+++ Information provided
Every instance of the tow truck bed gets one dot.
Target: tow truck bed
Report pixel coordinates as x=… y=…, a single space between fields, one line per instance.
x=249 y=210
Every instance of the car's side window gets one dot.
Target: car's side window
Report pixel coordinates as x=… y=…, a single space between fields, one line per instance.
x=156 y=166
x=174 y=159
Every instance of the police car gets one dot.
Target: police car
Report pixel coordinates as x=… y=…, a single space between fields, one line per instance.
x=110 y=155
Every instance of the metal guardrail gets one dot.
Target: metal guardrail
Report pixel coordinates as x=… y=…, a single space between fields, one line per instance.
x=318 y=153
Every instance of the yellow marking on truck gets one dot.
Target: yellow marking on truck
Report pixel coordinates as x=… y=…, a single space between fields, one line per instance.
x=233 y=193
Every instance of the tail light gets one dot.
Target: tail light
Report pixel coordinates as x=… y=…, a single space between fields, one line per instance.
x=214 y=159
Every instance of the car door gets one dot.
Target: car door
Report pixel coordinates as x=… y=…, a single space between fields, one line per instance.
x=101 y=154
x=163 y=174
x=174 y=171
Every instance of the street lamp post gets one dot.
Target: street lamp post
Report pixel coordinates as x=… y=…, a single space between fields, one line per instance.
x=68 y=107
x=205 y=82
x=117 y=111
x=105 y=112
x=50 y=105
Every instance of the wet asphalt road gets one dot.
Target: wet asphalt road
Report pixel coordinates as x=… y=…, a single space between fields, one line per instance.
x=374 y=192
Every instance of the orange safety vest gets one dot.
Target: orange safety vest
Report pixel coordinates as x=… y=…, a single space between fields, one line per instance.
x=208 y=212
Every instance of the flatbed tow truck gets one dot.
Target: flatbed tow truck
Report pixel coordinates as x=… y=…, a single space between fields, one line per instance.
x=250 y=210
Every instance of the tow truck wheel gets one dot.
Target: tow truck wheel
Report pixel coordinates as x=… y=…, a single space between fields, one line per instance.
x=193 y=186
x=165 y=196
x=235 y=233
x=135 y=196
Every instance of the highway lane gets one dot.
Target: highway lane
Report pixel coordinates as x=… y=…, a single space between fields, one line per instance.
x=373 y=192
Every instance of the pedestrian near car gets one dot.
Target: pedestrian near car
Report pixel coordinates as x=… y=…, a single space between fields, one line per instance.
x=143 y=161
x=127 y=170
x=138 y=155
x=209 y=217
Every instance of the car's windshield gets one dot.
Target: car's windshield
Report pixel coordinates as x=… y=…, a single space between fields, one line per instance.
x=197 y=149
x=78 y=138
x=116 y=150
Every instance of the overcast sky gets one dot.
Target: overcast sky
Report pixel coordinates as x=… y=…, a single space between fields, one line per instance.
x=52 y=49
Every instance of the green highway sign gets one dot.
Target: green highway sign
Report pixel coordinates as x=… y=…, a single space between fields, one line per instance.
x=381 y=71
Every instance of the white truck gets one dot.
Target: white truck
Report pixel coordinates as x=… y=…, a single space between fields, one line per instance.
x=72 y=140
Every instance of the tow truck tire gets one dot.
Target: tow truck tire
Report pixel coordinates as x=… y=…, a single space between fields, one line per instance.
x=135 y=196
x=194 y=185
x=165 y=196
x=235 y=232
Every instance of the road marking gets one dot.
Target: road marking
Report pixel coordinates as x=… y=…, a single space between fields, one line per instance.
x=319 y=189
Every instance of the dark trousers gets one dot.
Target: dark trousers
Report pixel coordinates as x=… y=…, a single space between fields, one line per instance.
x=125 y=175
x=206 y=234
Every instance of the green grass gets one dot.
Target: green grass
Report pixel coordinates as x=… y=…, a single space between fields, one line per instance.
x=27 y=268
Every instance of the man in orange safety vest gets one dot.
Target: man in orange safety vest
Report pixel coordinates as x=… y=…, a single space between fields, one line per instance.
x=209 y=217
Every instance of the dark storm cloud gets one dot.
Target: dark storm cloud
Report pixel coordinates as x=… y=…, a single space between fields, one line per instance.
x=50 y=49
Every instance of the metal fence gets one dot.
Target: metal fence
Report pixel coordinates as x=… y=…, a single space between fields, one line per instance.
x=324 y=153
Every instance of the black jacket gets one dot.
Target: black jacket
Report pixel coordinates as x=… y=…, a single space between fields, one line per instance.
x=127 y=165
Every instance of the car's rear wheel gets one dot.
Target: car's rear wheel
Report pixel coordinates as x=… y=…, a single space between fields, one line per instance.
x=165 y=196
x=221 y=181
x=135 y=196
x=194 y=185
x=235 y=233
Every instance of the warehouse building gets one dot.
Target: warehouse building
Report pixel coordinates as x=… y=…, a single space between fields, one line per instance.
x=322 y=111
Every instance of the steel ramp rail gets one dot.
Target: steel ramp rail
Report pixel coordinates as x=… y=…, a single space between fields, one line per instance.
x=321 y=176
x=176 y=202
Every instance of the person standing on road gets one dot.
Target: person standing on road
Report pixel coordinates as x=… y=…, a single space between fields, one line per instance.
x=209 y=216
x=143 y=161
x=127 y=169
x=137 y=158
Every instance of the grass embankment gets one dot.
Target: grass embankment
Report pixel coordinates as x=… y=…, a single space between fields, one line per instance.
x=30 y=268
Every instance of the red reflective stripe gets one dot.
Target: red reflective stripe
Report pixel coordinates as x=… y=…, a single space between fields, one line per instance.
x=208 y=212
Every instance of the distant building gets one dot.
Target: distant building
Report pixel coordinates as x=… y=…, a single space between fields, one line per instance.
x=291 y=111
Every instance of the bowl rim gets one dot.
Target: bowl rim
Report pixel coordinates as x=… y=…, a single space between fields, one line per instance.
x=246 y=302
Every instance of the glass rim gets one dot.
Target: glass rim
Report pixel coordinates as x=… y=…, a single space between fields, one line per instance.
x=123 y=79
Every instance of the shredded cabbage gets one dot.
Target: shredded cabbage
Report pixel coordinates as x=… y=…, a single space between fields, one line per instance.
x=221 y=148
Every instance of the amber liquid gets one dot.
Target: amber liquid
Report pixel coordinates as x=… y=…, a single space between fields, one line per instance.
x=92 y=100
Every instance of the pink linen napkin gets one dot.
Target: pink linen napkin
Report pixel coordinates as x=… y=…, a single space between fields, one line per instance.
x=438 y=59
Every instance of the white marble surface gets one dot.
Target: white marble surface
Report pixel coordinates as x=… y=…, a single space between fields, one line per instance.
++++++
**Aim:**
Return all of the items above, unchanged and complete.

**Response to the exercise:**
Every instance of the tow truck bed gets one dot.
Target: tow truck bed
Report pixel coordinates as x=… y=…, a single space between fields, one line per instance.
x=249 y=210
Every instance of the car's side window gets one dot.
Target: car's side window
Report pixel coordinates as x=… y=…, a single space between fields, one line per instance.
x=156 y=166
x=174 y=159
Every instance of the police car gets one dot.
Target: police car
Report pixel coordinates as x=… y=…, a single space between fields, one line per instance.
x=110 y=155
Every instance of the metal guardrail gets one dot.
Target: metal guardrail
Report pixel coordinates as x=… y=…, a single space between fields, one line per instance.
x=318 y=153
Every instance of the yellow marking on truck gets one dot.
Target: yellow marking on truck
Report pixel coordinates as x=… y=…, a single space between fields, one line per instance.
x=233 y=193
Every instance of the tail light gets one dot.
Target: tail light
Report pixel coordinates as x=… y=…, a single space between fields, one line per instance.
x=214 y=159
Every instance of the car door gets one dot.
Target: car door
Report pixel coordinates as x=… y=…, a single space between fields, one line per instance.
x=101 y=154
x=163 y=174
x=174 y=171
Every instance of the street lamp post gets one dot.
Target: street lamp post
Report pixel coordinates as x=… y=…, a single space between fields, one line per instance.
x=68 y=107
x=205 y=82
x=117 y=111
x=105 y=112
x=50 y=105
Every instance of the wet asphalt road gets one dot.
Target: wet asphalt road
Report pixel coordinates as x=… y=…, a single space between fields, one line per instance.
x=374 y=192
Every instance of the orange safety vest gets one dot.
Target: orange safety vest
Report pixel coordinates as x=… y=…, a single space between fields, one line per instance.
x=208 y=212
Every instance of the flatbed tow truck gets one dot.
Target: flatbed tow truck
Report pixel coordinates as x=… y=…, a single space between fields, one line per instance.
x=250 y=210
Every instance of the tow truck wheel gets one dot.
Target: tow truck wheel
Report pixel coordinates as x=… y=…, a single space between fields, one line per instance.
x=193 y=186
x=165 y=196
x=235 y=233
x=135 y=196
Every instance of the highway lane gets one dot.
Target: highway lane
Report pixel coordinates as x=… y=…, a single space between fields, one line per instance.
x=373 y=192
Every instance of the pedestrian near car gets one dot.
Target: pedestrian near car
Report pixel coordinates as x=… y=…, a single space between fields, one line per instance.
x=143 y=161
x=127 y=170
x=138 y=155
x=209 y=217
Every instance of the car's windshield gets one dot.
Target: car's windshield
Report pixel coordinates as x=… y=…, a single space between fields, one line per instance.
x=197 y=149
x=78 y=138
x=116 y=150
Every instance of the overcast sky gets one dot.
Target: overcast sky
Report pixel coordinates as x=… y=…, a single space between fields, one line per instance.
x=52 y=49
Every instance of the green highway sign gets one dot.
Target: green highway sign
Report pixel coordinates as x=… y=…, a single space between fields, one line per instance.
x=381 y=71
Every instance of the white truck gets one dot.
Target: white truck
Report pixel coordinates as x=… y=…, a single space between fields, one line per instance.
x=72 y=140
Every instance of the tow truck tire gets one dot.
Target: tow truck tire
Report pixel coordinates as x=… y=…, a single space between fields, one line per instance.
x=135 y=196
x=194 y=185
x=165 y=196
x=235 y=232
Every instance of the road marking gets one dot.
Target: road marking
Report pixel coordinates as x=… y=…, a single space between fields, one line per instance.
x=319 y=189
Every instance of the dark trousers gets one dot.
Target: dark trousers
Report pixel coordinates as x=… y=…, a single space between fields, one line per instance.
x=125 y=175
x=206 y=234
Every instance of the green grass gets one dot.
Target: green grass
Report pixel coordinates as x=… y=…, a single space between fields, one line per instance.
x=27 y=268
Every instance of the man in orange safety vest gets one dot.
Target: man in orange safety vest
Report pixel coordinates as x=… y=…, a single space between fields, one line per instance.
x=209 y=217
Every instance of the dark storm cloud gets one dot.
Target: dark storm cloud
Report pixel coordinates as x=… y=…, a single space between fields, one line per instance.
x=50 y=49
Every instance of the metal fence gets one dot.
Target: metal fence
Report pixel coordinates as x=… y=…, a single space between fields, one line per instance.
x=324 y=153
Every instance of the black jacket gets one dot.
Target: black jacket
Report pixel coordinates as x=… y=…, a single space between fields, one line per instance.
x=127 y=165
Every instance of the car's rear wheel gets one dot.
Target: car's rear wheel
Report pixel coordinates as x=… y=…, a single space between fields, one line per instance.
x=165 y=196
x=221 y=181
x=135 y=196
x=194 y=185
x=235 y=233
Every instance of the warehouse building gets one dot.
Target: warehouse building
Report pixel coordinates as x=… y=…, a single space between fields, one line per instance.
x=322 y=111
Every instance of the steel ramp rail gets one dot.
Target: steel ramp rail
Report pixel coordinates as x=… y=…, a single space between fields, one line per instance.
x=321 y=176
x=176 y=202
Every instance of the person standing on road gets one dot.
Target: person standing on road
Report pixel coordinates as x=… y=…, a single space between fields, one line per instance.
x=209 y=216
x=143 y=161
x=127 y=169
x=137 y=158
Every instance of the grass embankment gets one dot.
Target: grass embankment
Report pixel coordinates as x=… y=…, a single space between fields, one line per instance.
x=30 y=268
Every instance of the red reflective stripe gets one dot.
Target: red reflective stripe
Report pixel coordinates as x=… y=…, a single space between fields, one line per instance.
x=208 y=212
Every instance of the distant building gets one dot.
Target: distant building
Report pixel coordinates as x=… y=…, a single space between fields, one line per instance.
x=291 y=111
Every instance of the bowl rim gets one dot.
Target: bowl rim
Report pixel coordinates as x=… y=…, a single space between fields, one line per instance.
x=246 y=302
Every instance of the glass rim gets one dot.
Target: glass rim
Report pixel coordinates as x=… y=…, a single space between fields, one line per instance.
x=123 y=79
Every instance of the shredded cabbage gets one dot.
Target: shredded cabbage
Report pixel coordinates as x=… y=…, a single space between fields, one line per instance.
x=221 y=148
Every instance of the amber liquid gets one dot.
Target: amber liquid
Report pixel coordinates as x=… y=…, a single space between fields, one line per instance.
x=92 y=100
Every instance of the pink linen napkin gets one dot.
Target: pink linen napkin
Report pixel coordinates as x=… y=…, a single space between fields, one line per instance.
x=438 y=59
Every instance of the white marble surface gets one dot.
Target: white marble surface
Report pixel coordinates as x=… y=…, a single space between fields, one line per instance.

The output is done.